(Position identification data)
⟨

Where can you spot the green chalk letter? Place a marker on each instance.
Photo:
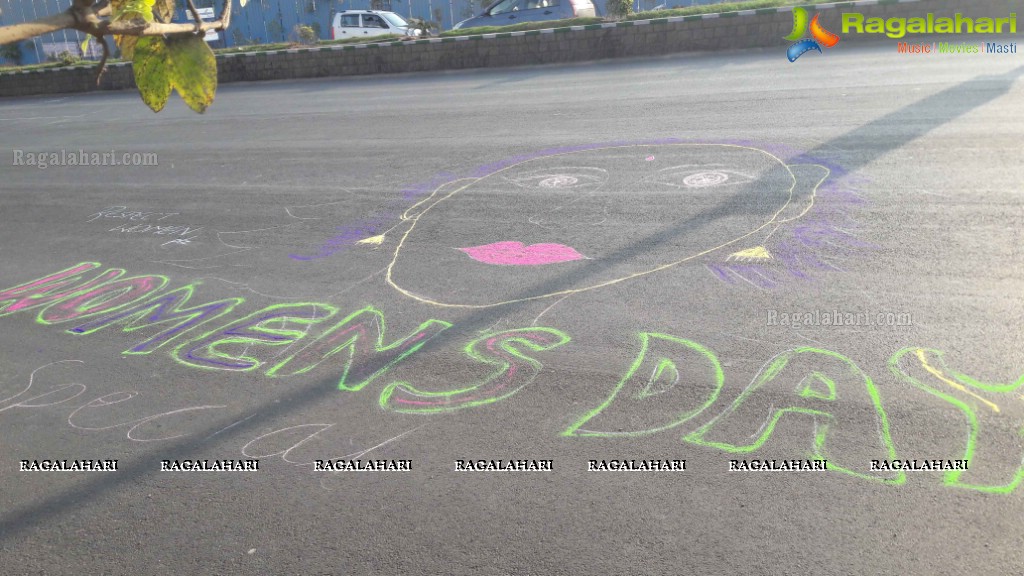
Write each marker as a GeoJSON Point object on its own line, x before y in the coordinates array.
{"type": "Point", "coordinates": [925, 369]}
{"type": "Point", "coordinates": [357, 341]}
{"type": "Point", "coordinates": [830, 392]}
{"type": "Point", "coordinates": [515, 371]}
{"type": "Point", "coordinates": [671, 381]}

⟩

**WHAT YOU SHOULD DO**
Rewrite the data above with each "marker" changed to "pin" and everything else left the same. Leave the pictures out of your answer.

**RESULT OF THIS EXERCISE**
Where can you spot the green chalk letter? Place a pin on each instance.
Photo:
Write each pin as a GeoJSON Point object on its own line, x before y in the coordinates array.
{"type": "Point", "coordinates": [925, 369]}
{"type": "Point", "coordinates": [357, 341]}
{"type": "Point", "coordinates": [830, 392]}
{"type": "Point", "coordinates": [515, 371]}
{"type": "Point", "coordinates": [671, 381]}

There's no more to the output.